課題 1: 花魁たちを描いた本文に名前が出てくる登場人物を、すべて挙げてください。
課題 2: 花魁たちを描いた本文によると、小花は何のために根詰めて働いていたのですか。
課題 3: 花魁たちを描いた本文を、最後の文の後から書き継いでください。

すると吉里は逆上して死んでやるよ!と叫びながら、割れた金魚鉢の破片を自分の首に突き刺すのだった。その瞬間、外は悲鳴につつまれた。吉里が死んでしまい、若汐はお墓に向かって「弱虫」と吐き捨てるのだった。吉里が亡くなってから一年たち、若汐はすっかり人気の花魁となっていた。しかしいつまで経ってっも古島は手を出してこなかった。

 

 

若汐はなぜ抱いてくれないのか、と聞く。しかし古島は反応せず、謝られてしまう。古島は何をしても反応しない身体で、実際に身体を重ねることができないのだった。他の女郎の小花が、頻繁に咳を繰り返しており、身体の調子がよくないようだ。小花は弟の大学費を稼ぐために根詰めて働いていた。しかしいよいよ血を吐いてしまう。

提供データ:
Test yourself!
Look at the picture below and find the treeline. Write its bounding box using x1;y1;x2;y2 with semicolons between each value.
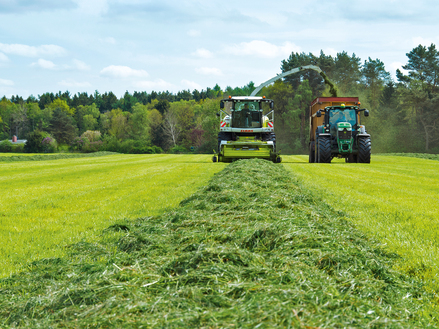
0;44;439;154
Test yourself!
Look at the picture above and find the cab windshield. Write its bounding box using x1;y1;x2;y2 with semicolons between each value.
232;102;262;128
329;110;357;126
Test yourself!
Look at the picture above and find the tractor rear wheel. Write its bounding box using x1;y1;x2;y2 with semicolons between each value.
309;142;316;163
318;137;332;163
357;137;371;163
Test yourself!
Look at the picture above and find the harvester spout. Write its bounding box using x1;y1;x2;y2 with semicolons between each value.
250;65;326;96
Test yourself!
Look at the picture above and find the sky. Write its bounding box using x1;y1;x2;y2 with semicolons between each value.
0;0;439;98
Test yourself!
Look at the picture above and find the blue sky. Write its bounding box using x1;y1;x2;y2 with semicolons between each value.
0;0;439;98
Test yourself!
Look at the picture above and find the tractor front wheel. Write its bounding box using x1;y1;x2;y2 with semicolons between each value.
357;137;371;163
318;137;332;163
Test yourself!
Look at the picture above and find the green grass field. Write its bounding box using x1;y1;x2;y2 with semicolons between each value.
0;155;439;328
283;156;439;291
0;155;225;276
0;159;438;328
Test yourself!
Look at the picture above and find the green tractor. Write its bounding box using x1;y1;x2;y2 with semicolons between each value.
309;97;371;163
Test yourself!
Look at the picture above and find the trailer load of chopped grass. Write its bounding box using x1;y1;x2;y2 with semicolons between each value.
0;159;438;328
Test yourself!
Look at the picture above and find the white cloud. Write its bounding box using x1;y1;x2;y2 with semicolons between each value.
324;48;338;57
225;40;301;58
133;79;174;90
242;8;288;26
101;65;148;78
195;67;223;76
0;53;9;62
73;59;90;71
187;30;201;37
193;48;213;58
58;79;91;88
0;79;14;86
181;80;203;90
73;0;108;15
412;37;437;47
99;37;117;45
0;43;67;57
31;58;57;70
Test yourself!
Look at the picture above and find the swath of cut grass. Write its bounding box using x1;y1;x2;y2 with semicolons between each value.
0;154;224;277
284;155;439;292
0;160;438;328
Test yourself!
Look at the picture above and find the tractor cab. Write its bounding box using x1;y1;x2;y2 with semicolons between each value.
320;104;369;156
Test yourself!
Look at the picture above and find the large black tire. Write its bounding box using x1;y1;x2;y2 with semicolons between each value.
318;137;332;163
357;137;371;163
309;142;316;163
262;133;276;152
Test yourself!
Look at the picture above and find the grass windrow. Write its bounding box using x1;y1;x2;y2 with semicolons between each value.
0;160;438;328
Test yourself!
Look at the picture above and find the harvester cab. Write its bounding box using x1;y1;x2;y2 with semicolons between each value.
213;96;281;162
310;97;371;163
212;65;326;163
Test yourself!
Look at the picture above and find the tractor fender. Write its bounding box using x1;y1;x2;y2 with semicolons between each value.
316;126;325;135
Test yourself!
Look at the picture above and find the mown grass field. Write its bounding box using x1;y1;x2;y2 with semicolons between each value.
0;155;439;328
283;156;439;291
0;155;224;277
0;160;438;328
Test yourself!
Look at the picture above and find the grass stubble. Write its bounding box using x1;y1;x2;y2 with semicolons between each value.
0;153;225;276
0;160;438;328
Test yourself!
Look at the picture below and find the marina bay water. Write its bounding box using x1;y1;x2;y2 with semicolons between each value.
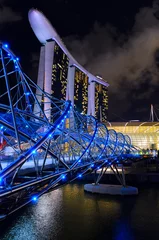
0;183;159;240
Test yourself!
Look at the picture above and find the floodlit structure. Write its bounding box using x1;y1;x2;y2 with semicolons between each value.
28;9;109;122
107;120;159;150
0;43;137;220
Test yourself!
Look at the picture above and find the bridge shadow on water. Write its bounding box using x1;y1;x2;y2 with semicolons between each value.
0;182;159;240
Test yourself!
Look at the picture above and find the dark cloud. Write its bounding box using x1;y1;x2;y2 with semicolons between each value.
65;1;159;120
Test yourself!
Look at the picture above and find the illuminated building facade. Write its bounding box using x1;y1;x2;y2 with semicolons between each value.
107;121;159;150
51;43;69;100
95;83;108;122
74;68;88;114
28;9;109;121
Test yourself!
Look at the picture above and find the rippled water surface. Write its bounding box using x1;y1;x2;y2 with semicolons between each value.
0;184;159;240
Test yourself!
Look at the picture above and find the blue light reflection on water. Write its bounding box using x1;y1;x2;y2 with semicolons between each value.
0;184;159;240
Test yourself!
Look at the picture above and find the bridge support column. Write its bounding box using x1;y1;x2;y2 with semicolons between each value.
66;60;75;106
44;41;55;120
34;46;45;117
34;41;55;120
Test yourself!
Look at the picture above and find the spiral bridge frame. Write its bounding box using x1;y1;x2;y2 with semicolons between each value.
0;43;135;219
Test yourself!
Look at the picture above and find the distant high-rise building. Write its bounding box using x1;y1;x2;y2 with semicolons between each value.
74;68;88;114
95;83;108;122
51;43;69;100
29;9;109;122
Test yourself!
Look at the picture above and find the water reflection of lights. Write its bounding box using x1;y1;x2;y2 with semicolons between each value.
97;167;122;173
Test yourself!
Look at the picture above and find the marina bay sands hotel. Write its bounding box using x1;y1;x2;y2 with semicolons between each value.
28;9;109;122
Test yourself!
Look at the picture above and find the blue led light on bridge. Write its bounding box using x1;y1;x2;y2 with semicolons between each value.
4;43;8;48
32;196;38;202
61;174;66;180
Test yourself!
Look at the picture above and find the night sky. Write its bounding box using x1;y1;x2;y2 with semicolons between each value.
0;0;159;121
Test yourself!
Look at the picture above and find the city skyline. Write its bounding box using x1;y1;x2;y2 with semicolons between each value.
0;0;159;121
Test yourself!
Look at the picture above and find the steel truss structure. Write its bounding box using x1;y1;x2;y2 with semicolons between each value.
0;43;137;219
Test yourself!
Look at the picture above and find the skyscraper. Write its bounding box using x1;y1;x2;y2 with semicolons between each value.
95;83;108;122
29;9;109;121
51;43;69;100
74;68;88;114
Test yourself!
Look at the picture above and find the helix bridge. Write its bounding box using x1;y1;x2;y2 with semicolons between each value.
0;43;139;219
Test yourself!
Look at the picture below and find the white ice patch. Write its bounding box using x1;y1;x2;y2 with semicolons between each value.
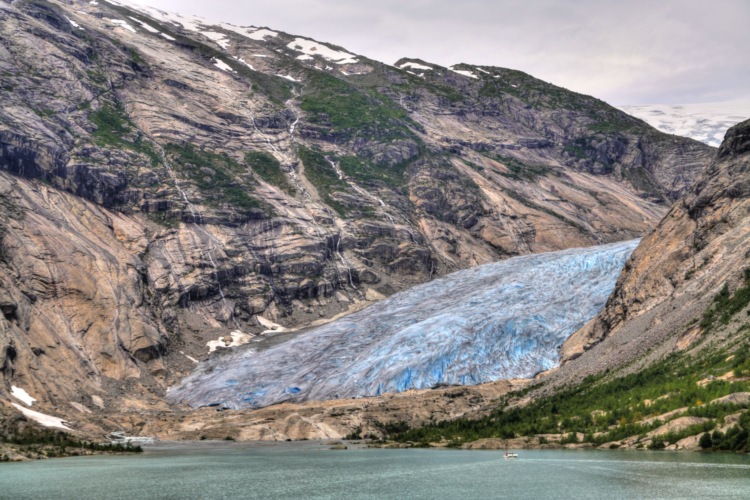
11;403;73;431
234;56;255;71
108;19;136;33
10;385;36;406
109;0;204;31
619;100;750;147
276;74;301;82
255;316;286;335
201;31;229;50
64;16;85;31
180;352;201;365
207;330;253;354
286;38;357;64
450;68;479;80
213;59;236;73
399;61;435;70
128;16;159;33
70;401;91;413
245;29;278;42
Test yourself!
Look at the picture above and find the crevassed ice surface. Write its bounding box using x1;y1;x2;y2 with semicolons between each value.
168;240;638;408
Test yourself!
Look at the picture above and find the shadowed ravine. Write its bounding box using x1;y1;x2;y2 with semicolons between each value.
168;240;638;408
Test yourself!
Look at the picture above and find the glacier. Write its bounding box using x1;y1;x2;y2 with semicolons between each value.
167;240;638;409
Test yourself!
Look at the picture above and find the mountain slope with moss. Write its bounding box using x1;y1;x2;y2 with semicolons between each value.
0;0;714;434
392;121;750;452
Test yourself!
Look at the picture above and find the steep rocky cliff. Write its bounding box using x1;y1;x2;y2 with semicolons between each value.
0;0;714;426
562;120;750;376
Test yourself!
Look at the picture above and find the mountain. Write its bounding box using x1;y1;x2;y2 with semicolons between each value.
0;0;715;428
618;101;750;147
392;120;750;452
168;240;638;409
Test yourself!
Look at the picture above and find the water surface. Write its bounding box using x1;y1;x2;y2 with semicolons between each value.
0;443;750;500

回答 1: 吉里、若汐、古島、小花

回答 2: 弟の大学費を稼ぐためです。

回答 3:
小花の状態を見て、スミは若汐に御職を継げるようにように頑張って欲しいこと、そして江戸から伝わる由緒正しい「紫」という名前を若汐に授けたいと言う。また、なんとしても花魁道中を復活させたいと言うのだ。そのことに心動かされる若汐だったが、小花のことも考えて、弟を探し出して、引き取り所が決まってからにしてほしいと伝える。しかし弟の居場所は一切言おうとしなかった。

 

 

小花の過去を調べてみると、母親は底辺の女郎で、相手は誰かわからず、5才の時に捨てられてしまったとのこと。しかし、14才のとき母親が突然現れて引き取り、そのまま質屋の親父に売られたのだ。実際には弟おおらず、小花は自分の惨めな過去を知られないようにずっと嘘をついていたのだった。その話を聞いて落ち込む若汐だったが、そこに菊川が現れる。菊川は結婚していて幸せそうだった。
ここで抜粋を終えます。